--- Task statement ---
The answer must be an exact reprint of the lines from the one with "Query: small tuft of grass" through the final line of the data, with no pictures included.

Entries taken from a collection
________________

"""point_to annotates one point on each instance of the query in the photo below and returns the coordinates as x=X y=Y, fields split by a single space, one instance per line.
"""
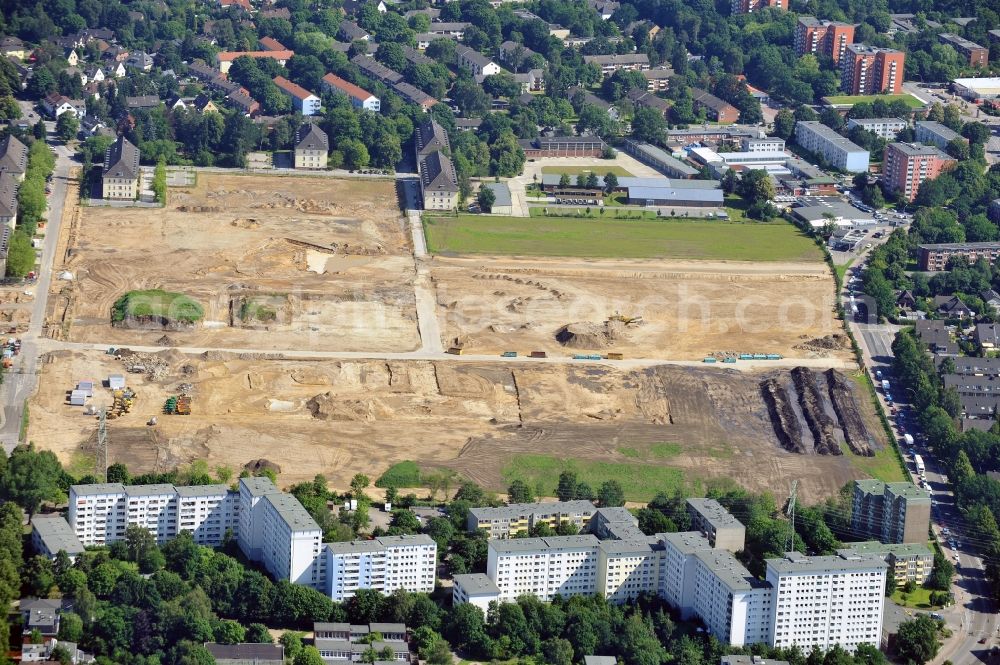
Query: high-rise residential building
x=385 y=564
x=750 y=6
x=890 y=512
x=867 y=70
x=722 y=530
x=826 y=600
x=829 y=38
x=836 y=150
x=905 y=166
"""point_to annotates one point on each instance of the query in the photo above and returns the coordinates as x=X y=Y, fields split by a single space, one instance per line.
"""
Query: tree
x=610 y=182
x=519 y=492
x=67 y=126
x=31 y=477
x=20 y=254
x=611 y=494
x=917 y=640
x=566 y=491
x=486 y=198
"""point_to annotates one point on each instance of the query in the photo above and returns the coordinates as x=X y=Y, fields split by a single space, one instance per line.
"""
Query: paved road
x=22 y=380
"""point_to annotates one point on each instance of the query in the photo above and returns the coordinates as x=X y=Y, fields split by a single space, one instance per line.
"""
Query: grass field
x=577 y=170
x=610 y=238
x=639 y=481
x=910 y=100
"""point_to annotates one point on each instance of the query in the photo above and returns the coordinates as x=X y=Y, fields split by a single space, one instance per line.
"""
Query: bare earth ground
x=688 y=308
x=329 y=256
x=344 y=417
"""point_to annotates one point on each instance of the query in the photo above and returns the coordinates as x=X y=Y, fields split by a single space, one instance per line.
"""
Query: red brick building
x=907 y=165
x=829 y=38
x=867 y=70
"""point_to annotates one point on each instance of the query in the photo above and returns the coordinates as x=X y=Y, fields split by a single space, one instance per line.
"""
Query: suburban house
x=311 y=147
x=359 y=97
x=303 y=101
x=120 y=179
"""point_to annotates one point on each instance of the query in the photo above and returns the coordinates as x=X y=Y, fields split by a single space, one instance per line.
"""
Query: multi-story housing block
x=890 y=512
x=826 y=600
x=978 y=56
x=907 y=165
x=385 y=564
x=829 y=38
x=867 y=70
x=722 y=530
x=887 y=128
x=832 y=147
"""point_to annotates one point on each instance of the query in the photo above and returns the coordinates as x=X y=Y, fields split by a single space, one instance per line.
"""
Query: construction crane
x=791 y=514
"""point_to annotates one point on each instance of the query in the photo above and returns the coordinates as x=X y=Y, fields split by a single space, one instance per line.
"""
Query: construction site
x=307 y=353
x=645 y=309
x=282 y=263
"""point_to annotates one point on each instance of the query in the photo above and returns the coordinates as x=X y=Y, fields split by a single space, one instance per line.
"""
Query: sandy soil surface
x=688 y=309
x=342 y=418
x=330 y=258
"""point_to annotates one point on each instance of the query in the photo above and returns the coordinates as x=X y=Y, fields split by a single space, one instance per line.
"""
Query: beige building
x=120 y=179
x=311 y=147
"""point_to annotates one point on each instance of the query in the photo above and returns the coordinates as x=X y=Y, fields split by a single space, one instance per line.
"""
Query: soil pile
x=811 y=401
x=842 y=397
x=783 y=417
x=590 y=335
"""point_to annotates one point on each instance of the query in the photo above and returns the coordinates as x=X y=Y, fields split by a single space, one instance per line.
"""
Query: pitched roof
x=346 y=87
x=293 y=89
x=122 y=160
x=13 y=156
x=311 y=137
x=438 y=173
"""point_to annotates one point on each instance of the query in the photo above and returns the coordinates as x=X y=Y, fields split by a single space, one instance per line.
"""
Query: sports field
x=910 y=100
x=623 y=239
x=599 y=169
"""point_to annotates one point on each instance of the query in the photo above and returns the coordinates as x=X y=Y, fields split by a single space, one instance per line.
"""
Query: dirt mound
x=811 y=400
x=258 y=465
x=842 y=397
x=590 y=335
x=834 y=342
x=786 y=423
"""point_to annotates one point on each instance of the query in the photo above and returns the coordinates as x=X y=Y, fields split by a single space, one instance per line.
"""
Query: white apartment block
x=385 y=564
x=836 y=150
x=545 y=567
x=100 y=513
x=827 y=600
x=887 y=128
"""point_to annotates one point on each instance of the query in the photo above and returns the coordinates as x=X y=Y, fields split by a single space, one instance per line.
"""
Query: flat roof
x=57 y=534
x=795 y=563
x=98 y=488
x=477 y=584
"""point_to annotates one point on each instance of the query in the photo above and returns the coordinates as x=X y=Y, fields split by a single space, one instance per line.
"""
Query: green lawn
x=606 y=237
x=599 y=169
x=910 y=100
x=640 y=481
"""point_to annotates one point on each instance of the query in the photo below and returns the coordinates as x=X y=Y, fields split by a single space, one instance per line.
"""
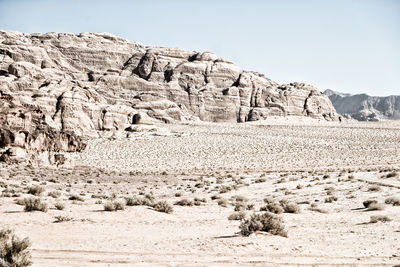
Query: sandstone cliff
x=363 y=107
x=87 y=84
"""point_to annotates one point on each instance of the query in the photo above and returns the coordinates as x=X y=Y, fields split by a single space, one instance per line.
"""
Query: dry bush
x=54 y=194
x=14 y=251
x=374 y=188
x=395 y=201
x=59 y=206
x=379 y=218
x=368 y=202
x=260 y=180
x=224 y=189
x=35 y=190
x=137 y=201
x=77 y=198
x=291 y=207
x=330 y=199
x=61 y=218
x=375 y=206
x=237 y=216
x=163 y=206
x=240 y=206
x=222 y=202
x=272 y=207
x=35 y=204
x=266 y=222
x=184 y=202
x=214 y=197
x=114 y=205
x=392 y=174
x=268 y=200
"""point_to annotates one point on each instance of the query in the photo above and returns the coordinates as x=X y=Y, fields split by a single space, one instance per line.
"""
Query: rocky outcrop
x=363 y=107
x=25 y=134
x=90 y=84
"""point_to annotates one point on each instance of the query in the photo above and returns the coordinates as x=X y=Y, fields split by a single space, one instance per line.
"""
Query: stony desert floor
x=205 y=172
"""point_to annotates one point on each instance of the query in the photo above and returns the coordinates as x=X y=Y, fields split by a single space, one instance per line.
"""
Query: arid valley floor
x=326 y=169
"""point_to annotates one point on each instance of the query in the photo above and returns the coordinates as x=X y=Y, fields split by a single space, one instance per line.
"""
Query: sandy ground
x=304 y=162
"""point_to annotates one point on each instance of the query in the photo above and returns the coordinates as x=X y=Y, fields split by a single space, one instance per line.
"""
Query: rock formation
x=363 y=107
x=82 y=85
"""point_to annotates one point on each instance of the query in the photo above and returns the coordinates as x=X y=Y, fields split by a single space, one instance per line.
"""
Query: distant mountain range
x=363 y=107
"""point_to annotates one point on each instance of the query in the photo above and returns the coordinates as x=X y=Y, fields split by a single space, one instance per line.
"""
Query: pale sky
x=351 y=46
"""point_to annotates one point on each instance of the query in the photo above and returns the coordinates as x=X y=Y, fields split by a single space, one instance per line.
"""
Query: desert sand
x=301 y=160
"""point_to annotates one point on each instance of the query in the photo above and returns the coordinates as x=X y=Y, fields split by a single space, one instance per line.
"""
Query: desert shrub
x=266 y=222
x=163 y=206
x=222 y=202
x=54 y=194
x=395 y=201
x=375 y=206
x=240 y=198
x=14 y=251
x=100 y=196
x=139 y=201
x=20 y=201
x=35 y=204
x=76 y=198
x=250 y=207
x=240 y=206
x=290 y=207
x=224 y=189
x=268 y=200
x=374 y=188
x=214 y=197
x=260 y=180
x=59 y=206
x=203 y=200
x=35 y=190
x=272 y=207
x=61 y=218
x=114 y=205
x=184 y=202
x=237 y=216
x=330 y=199
x=368 y=202
x=392 y=174
x=379 y=218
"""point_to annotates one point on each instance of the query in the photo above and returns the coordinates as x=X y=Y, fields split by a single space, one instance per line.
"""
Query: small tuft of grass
x=62 y=218
x=375 y=206
x=163 y=206
x=35 y=204
x=184 y=202
x=266 y=222
x=374 y=188
x=59 y=206
x=395 y=201
x=35 y=190
x=114 y=205
x=369 y=202
x=14 y=252
x=379 y=218
x=222 y=202
x=237 y=216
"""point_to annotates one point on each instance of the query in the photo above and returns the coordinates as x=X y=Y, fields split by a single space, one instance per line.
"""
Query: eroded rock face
x=363 y=107
x=84 y=84
x=24 y=134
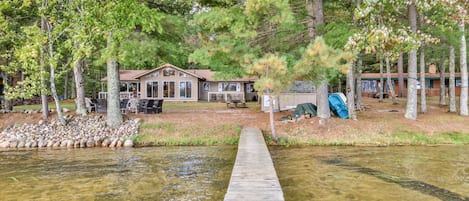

________________

--- Solution to this problem ---
Query: small tuft of grass
x=62 y=218
x=375 y=206
x=163 y=206
x=35 y=204
x=184 y=202
x=266 y=222
x=374 y=188
x=59 y=206
x=395 y=201
x=35 y=190
x=114 y=205
x=369 y=202
x=14 y=252
x=379 y=218
x=222 y=202
x=237 y=216
"""point_to annotates one point on each instance of the query in the photo above and returns the coordinates as x=X y=Y, fields split by a single space, one instance per line.
"""
Query: eroded rock face
x=363 y=107
x=84 y=84
x=24 y=134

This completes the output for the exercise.